START EXCERPTED DATA
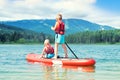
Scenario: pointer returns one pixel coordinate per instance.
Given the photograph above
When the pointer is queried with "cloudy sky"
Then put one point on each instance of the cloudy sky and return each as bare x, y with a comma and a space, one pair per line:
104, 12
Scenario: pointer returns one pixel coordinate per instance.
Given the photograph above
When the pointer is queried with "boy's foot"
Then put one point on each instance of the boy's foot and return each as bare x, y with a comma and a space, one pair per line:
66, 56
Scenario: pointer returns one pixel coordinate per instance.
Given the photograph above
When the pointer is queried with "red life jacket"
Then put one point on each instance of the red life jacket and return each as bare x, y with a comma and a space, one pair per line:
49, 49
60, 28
END EXCERPTED DATA
START EXCERPTED DATA
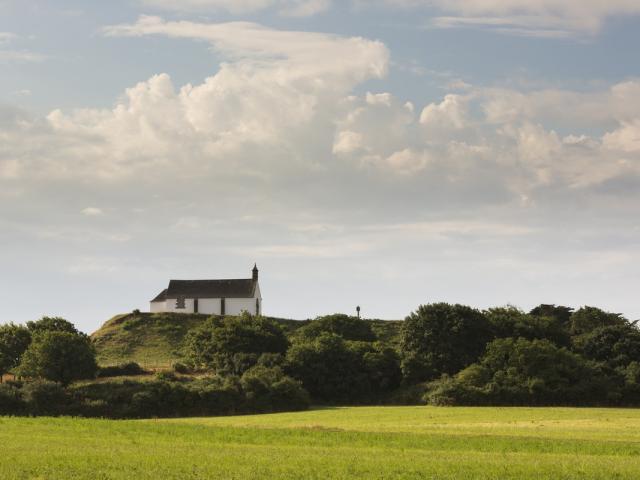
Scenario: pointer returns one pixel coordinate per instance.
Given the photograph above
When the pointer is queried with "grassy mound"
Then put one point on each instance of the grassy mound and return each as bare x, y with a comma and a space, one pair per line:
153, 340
END EXCERPTED DATA
START EXCERPTED DATA
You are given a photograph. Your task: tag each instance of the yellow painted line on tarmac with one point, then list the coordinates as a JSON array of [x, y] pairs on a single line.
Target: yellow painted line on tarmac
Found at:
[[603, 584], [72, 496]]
END EXCERPTED DATA
◆ **WHAT IS REQUIRED**
Check each line above for the string "tarmac" and copy the ones that have it.

◆ **ANSWER SPACE**
You are given a photograph. Your task: tag each instance of the yellow painted line on tarmac with one point, then list the coordinates as a JSON array of [x, y] pairs on a single line.
Target: yellow painted line on tarmac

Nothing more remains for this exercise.